Luisa Marilac na Europa - Arquivo pessoal - Arquivo pessoal
Sucesso colossal: com 123 mil seguidores, ela ganhou o interesse das marcas: 'Como travesti, isso é uma vitória'
Imagem: Arquivo pessoal

Entre fãs e haters

Quem segue as redes sociais de Marilac, notou nos últimos dias a transformação visual para a nova fase da vida. Acompanhada dos amigos André Teixeira e Victor Augusto, que fazem seu 'hair style' há mais de um ano, ela gravou seu processo de mudança para o ruivo.

As suas piadas e bordões típicos continuam. Nos vídeos, por exemplo, ela grita "olha a neca" sempre que um homem bonito passa durante as gravações. Mas o conteúdo revela um lado mais crítico à sociedade, abordando temas como preconceito e discriminação com as travestis.

A influenciadora vive da monetização de seu canal no YouTube, que tem hoje 123 mil seguidores. Embora a conta exista desde 2010, ela só conseguiu passar a receber em 2019. Marilac também faz campanhas publicitárias — a mais recente foi para a linha de maquiagens Vult. "Pra mim, como travesti, isso é uma vitória", diz.

Problemas a resolver —
• a. Resuma em duas frases o trecho sobre Luisa Marilac.
• b. De acordo com o trecho sobre Luisa Marilac, desde que ano existe a conta dela no YouTube?

Registros fornecidos —
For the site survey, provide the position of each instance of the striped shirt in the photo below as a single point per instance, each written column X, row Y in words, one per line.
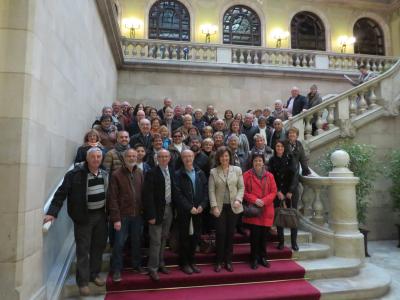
column 96, row 196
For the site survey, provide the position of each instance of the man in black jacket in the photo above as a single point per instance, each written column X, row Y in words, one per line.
column 143, row 137
column 191, row 200
column 249, row 129
column 296, row 103
column 85, row 187
column 158, row 194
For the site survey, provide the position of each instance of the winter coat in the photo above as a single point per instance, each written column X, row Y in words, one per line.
column 254, row 190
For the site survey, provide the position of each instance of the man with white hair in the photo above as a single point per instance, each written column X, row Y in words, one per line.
column 296, row 102
column 125, row 206
column 248, row 128
column 189, row 110
column 134, row 127
column 279, row 112
column 167, row 103
column 144, row 136
column 85, row 187
column 191, row 200
column 158, row 199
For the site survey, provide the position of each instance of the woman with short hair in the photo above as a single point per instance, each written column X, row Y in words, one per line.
column 226, row 191
column 260, row 190
column 90, row 139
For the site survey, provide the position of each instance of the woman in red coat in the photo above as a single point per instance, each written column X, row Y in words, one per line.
column 260, row 189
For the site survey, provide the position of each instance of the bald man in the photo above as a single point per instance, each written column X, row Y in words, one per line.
column 191, row 200
column 296, row 102
column 158, row 201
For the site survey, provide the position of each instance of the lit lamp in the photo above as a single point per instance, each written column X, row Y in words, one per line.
column 132, row 25
column 208, row 30
column 344, row 41
column 278, row 35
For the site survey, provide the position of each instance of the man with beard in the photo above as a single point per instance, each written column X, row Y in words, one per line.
column 167, row 103
column 201, row 160
column 125, row 207
column 114, row 158
column 191, row 199
column 85, row 187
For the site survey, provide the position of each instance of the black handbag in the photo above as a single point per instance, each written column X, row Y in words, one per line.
column 286, row 217
column 251, row 210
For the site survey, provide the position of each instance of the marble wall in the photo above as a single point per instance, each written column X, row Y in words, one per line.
column 382, row 133
column 56, row 69
column 238, row 92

Respostas dadas —
• a. Luisa Marilac gravou sua mudança de visual para o ruivo e, nos vídeos, mantém as piadas e os bordões típicos, mas também aborda temas como preconceito e discriminação contra as travestis. Ela vive da monetização de seu canal no YouTube, que tem 123 mil seguidores e só começou a lhe render dinheiro em 2019, e também faz campanhas publicitárias, a mais recente para a linha de maquiagens Vult.

• b. Desde 2010.